> [Exercise]
An identical transcription of the records is required.

--- Extracted records Enclosed Below ---

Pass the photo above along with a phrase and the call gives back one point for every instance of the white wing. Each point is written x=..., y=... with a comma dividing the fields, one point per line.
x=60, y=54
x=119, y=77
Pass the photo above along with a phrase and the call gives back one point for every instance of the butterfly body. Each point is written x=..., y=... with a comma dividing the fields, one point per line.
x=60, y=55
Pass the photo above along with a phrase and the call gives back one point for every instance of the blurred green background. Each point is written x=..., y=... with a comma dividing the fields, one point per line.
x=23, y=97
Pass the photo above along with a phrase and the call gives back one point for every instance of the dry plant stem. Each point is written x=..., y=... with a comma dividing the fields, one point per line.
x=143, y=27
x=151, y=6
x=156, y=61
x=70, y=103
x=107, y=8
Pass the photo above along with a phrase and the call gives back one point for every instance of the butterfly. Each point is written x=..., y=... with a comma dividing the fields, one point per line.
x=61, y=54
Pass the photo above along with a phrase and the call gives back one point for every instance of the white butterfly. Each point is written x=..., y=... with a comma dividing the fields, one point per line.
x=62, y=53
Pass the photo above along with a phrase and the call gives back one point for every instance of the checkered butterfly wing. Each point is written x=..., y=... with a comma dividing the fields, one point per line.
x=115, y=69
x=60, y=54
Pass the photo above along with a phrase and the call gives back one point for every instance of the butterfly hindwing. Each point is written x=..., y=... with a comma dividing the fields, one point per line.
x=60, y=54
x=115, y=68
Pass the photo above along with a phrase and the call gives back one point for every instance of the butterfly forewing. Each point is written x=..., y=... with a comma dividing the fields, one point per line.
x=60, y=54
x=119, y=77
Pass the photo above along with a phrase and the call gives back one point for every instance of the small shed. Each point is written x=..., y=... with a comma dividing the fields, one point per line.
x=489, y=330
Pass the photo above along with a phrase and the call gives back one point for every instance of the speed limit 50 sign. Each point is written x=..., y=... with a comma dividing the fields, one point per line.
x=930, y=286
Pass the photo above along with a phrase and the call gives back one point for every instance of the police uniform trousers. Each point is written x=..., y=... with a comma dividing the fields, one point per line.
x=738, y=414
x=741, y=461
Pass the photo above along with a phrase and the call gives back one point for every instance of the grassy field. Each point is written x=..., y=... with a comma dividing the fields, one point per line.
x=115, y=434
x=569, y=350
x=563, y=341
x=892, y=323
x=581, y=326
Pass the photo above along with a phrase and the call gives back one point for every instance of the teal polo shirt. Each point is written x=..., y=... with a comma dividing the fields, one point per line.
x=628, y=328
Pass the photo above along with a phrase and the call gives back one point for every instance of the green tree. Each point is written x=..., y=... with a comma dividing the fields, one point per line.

--- End of Enclosed Extracted records ---

> [Expected answer]
Pass the photo above along with a phrase and the call gives back one point for every instance of the white wing. Each point is written x=..., y=... with a comma dividing the fields, one point per line.
x=60, y=54
x=119, y=77
Pass the photo above along with a phrase and the call gives back one point for every instance of the butterfly body. Each point is written x=..., y=... with a comma dividing the fields, one point per line.
x=60, y=55
Pass the photo above along with a phrase and the call gives back one point for every instance of the blurred green background. Each point is written x=..., y=... with a comma dividing the fields, one point per line.
x=23, y=97
Pass the photo above along with a phrase and the call gives back one point for every instance of the dry plant stem. Each point is written x=..., y=... with a comma dividing the fields, one point per line.
x=143, y=27
x=151, y=6
x=156, y=61
x=70, y=103
x=107, y=8
Pass the photo above along with a phrase and the call gives back one point for every instance of the butterfly. Each point is written x=..., y=... with a comma dividing the fields, one point per line.
x=61, y=54
Pass the photo above along with a phrase and the call gives back one point for every instance of the white butterfly. Each point is written x=..., y=... with a comma dividing the fields, one point per line.
x=62, y=53
Pass the photo above along with a phrase and the call gives back one point for every instance of the checkered butterfly wing. Each point is written x=..., y=... with a comma dividing the fields, one point per line.
x=115, y=69
x=60, y=54
Pass the photo above along with a phrase and the call gives back one point for every instance of the butterfly hindwing. Each point is written x=..., y=... with a comma dividing the fields, one point per line.
x=60, y=54
x=115, y=68
Pass the photo above along with a phrase and the call gives back one point for every instance of the butterfly forewing. Each point is written x=..., y=... with a comma dividing the fields, one point per line.
x=60, y=54
x=119, y=77
Pass the photo above along with a phrase and the call gives back one point for every instance of the small shed. Each point is written x=..., y=... with a comma dividing the fields, one point per line.
x=489, y=330
Pass the photo above along with a phrase and the call gives back one point for every instance of the speed limit 50 sign. Each point is written x=..., y=... with a comma dividing the fields, one point per line.
x=930, y=286
Pass the photo above along with a phrase and the call gives back one point for every instance of the police uniform trousers. Each point is written x=..., y=... with a comma dividing the fields, one point per line.
x=738, y=414
x=741, y=461
Pass the photo above along with a phrase and the call gives back one point for every instance of the grassy field. Each point is written x=..., y=... with a comma dividing the fields, one point per line.
x=115, y=434
x=569, y=350
x=563, y=341
x=892, y=323
x=581, y=326
Pass the photo above along with a phrase and the call gives back one point for every instance of the teal polo shirt. Each point is written x=..., y=... with a comma dividing the fields, one point per line.
x=628, y=328
Pass the photo above along with a phrase and the call gives back one point for every instance of the green tree. Each point is written x=..., y=... with a comma dividing the fields, one point per line.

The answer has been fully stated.